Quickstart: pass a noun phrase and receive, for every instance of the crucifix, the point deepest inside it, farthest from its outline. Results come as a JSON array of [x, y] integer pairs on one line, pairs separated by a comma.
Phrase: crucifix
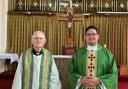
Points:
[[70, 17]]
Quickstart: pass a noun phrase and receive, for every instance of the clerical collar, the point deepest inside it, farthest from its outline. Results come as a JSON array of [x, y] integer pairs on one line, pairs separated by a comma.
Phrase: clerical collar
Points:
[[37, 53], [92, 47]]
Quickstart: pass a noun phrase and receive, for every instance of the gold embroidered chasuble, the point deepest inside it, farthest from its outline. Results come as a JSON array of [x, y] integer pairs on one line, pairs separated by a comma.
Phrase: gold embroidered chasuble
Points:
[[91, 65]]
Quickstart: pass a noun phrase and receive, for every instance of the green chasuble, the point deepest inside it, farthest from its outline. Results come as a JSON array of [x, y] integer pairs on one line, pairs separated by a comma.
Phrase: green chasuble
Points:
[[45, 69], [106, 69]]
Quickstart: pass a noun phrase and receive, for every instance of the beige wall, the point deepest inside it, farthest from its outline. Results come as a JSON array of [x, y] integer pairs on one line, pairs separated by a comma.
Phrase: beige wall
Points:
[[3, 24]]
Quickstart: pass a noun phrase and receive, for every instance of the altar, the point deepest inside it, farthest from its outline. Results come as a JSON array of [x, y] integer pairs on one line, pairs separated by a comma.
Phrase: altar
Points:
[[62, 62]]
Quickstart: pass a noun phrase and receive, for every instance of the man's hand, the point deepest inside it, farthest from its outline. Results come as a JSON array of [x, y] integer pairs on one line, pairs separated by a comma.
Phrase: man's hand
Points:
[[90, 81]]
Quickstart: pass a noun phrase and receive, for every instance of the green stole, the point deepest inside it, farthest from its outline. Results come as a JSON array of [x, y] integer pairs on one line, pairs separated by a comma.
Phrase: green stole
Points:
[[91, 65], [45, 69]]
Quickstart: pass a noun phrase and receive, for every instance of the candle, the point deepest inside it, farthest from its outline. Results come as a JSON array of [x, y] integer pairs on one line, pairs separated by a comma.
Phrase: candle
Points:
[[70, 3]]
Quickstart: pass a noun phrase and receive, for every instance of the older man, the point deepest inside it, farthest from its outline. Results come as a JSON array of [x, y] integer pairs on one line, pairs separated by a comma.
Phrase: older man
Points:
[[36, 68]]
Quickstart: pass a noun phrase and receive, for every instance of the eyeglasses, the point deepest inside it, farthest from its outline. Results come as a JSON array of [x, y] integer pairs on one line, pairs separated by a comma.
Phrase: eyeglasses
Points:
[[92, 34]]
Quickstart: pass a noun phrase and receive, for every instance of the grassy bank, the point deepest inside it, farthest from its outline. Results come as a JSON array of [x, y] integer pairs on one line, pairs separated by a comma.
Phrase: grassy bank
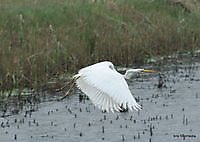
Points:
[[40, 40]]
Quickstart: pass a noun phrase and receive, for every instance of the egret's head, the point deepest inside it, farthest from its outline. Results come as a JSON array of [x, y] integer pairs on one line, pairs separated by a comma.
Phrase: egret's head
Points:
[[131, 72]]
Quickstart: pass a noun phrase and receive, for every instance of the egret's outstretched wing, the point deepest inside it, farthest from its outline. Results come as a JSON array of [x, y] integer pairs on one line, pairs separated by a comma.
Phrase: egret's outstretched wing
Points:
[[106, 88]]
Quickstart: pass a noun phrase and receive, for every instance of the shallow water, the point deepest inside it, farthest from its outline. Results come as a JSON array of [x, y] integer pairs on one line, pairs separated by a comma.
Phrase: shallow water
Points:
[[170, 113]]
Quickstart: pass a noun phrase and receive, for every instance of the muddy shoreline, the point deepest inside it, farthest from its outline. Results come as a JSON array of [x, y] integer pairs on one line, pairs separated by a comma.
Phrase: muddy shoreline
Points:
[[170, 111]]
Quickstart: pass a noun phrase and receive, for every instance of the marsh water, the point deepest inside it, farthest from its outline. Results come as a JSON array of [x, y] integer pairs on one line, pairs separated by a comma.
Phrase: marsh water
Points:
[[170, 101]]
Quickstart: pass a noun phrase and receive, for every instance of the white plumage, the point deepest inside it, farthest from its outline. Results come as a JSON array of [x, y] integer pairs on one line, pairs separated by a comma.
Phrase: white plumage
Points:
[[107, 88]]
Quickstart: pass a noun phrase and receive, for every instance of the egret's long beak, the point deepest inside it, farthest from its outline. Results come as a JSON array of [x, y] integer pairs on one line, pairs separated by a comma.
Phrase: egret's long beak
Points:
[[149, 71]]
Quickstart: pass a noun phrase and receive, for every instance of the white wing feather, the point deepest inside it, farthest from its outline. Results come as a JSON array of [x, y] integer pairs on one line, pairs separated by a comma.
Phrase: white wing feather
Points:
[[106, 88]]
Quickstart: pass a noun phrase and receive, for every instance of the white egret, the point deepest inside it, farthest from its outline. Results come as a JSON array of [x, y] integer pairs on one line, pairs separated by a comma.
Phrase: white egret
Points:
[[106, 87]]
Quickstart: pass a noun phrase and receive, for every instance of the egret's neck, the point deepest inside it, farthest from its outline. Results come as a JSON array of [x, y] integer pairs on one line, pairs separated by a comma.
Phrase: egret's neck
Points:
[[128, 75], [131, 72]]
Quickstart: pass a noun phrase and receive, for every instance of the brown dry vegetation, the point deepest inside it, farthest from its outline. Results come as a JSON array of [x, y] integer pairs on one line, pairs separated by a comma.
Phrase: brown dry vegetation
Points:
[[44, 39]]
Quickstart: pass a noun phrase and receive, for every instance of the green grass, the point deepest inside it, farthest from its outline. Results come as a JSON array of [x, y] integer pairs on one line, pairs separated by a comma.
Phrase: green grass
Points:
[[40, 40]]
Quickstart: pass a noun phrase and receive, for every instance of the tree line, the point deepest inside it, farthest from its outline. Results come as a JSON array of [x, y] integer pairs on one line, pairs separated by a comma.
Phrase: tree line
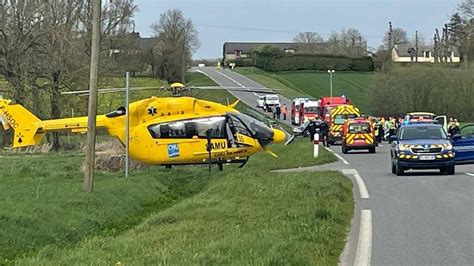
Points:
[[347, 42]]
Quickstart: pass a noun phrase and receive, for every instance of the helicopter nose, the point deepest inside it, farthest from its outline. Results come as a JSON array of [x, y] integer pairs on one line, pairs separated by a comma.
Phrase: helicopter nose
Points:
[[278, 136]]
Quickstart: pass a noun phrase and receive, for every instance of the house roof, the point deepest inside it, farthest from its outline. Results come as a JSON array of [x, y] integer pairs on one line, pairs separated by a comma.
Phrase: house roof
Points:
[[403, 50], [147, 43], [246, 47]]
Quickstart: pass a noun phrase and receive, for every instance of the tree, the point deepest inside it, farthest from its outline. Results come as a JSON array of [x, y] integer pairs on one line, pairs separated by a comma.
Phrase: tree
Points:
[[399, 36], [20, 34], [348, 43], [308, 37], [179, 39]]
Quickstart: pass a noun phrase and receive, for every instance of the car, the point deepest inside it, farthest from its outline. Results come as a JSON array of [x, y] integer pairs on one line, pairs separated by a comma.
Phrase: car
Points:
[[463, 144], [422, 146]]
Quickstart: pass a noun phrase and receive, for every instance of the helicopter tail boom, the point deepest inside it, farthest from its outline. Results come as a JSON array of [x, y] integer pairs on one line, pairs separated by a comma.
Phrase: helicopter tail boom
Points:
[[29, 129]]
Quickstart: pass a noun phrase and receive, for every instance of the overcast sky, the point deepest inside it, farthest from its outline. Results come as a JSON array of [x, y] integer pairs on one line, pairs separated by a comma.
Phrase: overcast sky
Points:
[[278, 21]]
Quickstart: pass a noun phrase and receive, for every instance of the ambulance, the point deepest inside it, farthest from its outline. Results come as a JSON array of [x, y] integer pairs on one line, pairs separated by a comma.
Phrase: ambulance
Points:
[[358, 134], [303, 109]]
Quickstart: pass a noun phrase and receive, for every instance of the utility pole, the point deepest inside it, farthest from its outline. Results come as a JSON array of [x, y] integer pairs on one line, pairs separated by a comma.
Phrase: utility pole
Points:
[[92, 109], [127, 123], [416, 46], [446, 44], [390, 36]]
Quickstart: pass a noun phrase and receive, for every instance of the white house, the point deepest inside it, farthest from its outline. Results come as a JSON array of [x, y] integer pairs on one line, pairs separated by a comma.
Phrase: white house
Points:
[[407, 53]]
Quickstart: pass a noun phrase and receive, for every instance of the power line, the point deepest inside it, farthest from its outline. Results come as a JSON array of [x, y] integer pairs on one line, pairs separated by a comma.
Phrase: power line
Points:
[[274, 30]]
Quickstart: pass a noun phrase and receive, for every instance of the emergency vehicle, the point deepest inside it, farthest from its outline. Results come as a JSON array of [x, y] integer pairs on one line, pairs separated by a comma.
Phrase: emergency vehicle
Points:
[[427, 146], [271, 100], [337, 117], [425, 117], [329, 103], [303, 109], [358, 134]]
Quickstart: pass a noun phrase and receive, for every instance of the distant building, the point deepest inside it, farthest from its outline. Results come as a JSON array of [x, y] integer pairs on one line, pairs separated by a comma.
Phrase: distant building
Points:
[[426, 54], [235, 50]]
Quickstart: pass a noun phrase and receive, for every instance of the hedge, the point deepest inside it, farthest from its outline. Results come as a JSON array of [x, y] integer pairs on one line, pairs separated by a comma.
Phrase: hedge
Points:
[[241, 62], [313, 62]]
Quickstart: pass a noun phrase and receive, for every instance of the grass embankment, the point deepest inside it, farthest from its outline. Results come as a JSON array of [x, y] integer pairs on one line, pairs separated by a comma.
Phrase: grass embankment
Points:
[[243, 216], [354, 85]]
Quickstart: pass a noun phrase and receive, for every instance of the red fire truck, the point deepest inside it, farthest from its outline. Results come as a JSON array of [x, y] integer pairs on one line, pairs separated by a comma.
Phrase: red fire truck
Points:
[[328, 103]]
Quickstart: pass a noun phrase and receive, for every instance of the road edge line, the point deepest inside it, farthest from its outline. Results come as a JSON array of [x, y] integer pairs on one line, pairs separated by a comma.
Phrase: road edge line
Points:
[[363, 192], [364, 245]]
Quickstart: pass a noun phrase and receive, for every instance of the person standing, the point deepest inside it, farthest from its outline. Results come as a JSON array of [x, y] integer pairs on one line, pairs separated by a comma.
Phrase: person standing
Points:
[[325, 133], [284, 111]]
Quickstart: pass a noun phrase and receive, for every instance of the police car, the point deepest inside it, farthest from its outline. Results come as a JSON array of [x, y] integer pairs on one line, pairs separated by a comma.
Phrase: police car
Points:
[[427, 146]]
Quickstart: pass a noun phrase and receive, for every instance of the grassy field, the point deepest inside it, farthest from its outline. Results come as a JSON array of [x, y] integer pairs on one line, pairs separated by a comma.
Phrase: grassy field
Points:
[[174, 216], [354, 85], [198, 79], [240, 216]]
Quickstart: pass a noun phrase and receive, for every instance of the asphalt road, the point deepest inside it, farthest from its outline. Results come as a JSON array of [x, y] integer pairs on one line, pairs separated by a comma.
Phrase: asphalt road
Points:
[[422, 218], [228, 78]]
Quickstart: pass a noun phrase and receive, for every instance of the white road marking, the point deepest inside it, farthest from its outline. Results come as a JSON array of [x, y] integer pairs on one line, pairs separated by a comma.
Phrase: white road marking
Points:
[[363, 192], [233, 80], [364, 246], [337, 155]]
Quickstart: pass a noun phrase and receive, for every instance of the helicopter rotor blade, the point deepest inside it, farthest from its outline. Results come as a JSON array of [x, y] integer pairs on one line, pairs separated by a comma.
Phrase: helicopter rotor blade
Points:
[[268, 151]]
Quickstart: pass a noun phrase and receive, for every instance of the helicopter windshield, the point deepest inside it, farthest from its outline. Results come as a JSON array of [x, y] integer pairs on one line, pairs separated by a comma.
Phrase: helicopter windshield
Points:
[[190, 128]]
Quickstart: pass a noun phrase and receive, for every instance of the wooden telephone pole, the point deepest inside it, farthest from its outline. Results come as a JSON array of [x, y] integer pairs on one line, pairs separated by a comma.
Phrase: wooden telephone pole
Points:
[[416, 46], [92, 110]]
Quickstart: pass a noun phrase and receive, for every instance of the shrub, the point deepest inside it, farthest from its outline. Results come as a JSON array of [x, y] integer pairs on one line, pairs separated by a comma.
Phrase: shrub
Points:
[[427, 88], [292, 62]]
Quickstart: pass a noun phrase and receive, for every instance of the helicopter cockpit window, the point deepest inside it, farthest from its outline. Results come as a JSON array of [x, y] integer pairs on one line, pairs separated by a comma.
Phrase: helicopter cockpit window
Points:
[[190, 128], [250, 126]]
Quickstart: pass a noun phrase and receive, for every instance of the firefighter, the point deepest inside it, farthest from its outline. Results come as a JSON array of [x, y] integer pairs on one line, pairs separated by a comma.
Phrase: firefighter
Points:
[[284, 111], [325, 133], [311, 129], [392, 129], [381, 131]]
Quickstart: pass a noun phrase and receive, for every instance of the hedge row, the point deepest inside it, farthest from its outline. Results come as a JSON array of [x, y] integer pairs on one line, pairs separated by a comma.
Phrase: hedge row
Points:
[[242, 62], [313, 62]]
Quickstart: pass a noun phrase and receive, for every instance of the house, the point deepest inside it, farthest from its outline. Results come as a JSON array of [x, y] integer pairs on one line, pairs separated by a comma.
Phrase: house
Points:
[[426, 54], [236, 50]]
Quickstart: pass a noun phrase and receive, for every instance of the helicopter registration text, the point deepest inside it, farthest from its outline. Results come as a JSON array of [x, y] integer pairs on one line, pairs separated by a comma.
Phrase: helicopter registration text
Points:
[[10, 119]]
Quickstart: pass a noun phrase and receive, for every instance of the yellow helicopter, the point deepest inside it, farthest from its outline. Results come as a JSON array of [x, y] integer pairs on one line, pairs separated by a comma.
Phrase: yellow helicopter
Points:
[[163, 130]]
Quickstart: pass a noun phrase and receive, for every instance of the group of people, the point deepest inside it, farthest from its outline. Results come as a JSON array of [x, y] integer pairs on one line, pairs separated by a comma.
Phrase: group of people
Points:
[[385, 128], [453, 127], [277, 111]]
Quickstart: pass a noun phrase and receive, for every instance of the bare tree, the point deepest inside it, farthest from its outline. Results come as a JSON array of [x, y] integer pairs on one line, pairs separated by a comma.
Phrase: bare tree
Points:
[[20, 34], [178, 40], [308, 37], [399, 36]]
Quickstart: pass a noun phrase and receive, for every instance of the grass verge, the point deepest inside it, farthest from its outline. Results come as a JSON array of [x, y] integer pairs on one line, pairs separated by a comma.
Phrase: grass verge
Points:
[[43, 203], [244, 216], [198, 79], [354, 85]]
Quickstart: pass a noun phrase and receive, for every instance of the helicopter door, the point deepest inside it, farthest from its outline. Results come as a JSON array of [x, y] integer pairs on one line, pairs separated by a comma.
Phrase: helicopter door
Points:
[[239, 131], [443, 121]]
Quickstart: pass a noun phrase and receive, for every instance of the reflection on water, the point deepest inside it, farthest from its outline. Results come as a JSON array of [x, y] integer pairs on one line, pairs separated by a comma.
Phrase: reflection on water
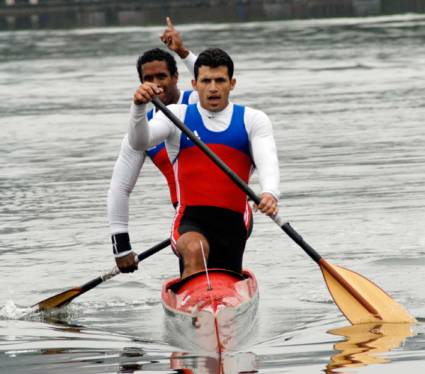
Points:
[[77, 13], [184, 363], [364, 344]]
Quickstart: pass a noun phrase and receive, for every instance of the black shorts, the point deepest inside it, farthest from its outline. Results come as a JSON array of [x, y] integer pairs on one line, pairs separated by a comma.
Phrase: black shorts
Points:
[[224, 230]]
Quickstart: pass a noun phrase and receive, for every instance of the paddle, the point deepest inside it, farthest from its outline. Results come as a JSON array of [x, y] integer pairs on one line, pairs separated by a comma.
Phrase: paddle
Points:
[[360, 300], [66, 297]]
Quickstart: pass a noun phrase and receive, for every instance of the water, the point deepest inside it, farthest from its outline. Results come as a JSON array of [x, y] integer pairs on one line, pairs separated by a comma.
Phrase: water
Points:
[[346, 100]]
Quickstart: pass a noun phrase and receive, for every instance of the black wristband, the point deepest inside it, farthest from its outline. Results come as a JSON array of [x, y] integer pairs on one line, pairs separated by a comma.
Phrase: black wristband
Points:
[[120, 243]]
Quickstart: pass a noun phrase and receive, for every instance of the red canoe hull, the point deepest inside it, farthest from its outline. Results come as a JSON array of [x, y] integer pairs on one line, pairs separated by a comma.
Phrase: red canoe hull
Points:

★ ★ ★ ★

### Tarea
Reescala las líneas del material de arriba, empezando por la que contiene "the car, the" y siguiendo hasta la que contiene "[[463, 144], [422, 146]]", ambas incluidas. Reprodúcelas todas completas y multiplica por 2 cada coordenada de los puntos, redondeando a enteros con las mitades hacia arriba.

### Respuesta escrita
Quickstart: pass a noun phrase and receive, for every instance of the car, the point deepest inside it, farthest from its outline. Results come as a JSON array of [x, y] integer pairs on one line, pairs separated by a comma.
Phrase: car
Points:
[[926, 288], [844, 292]]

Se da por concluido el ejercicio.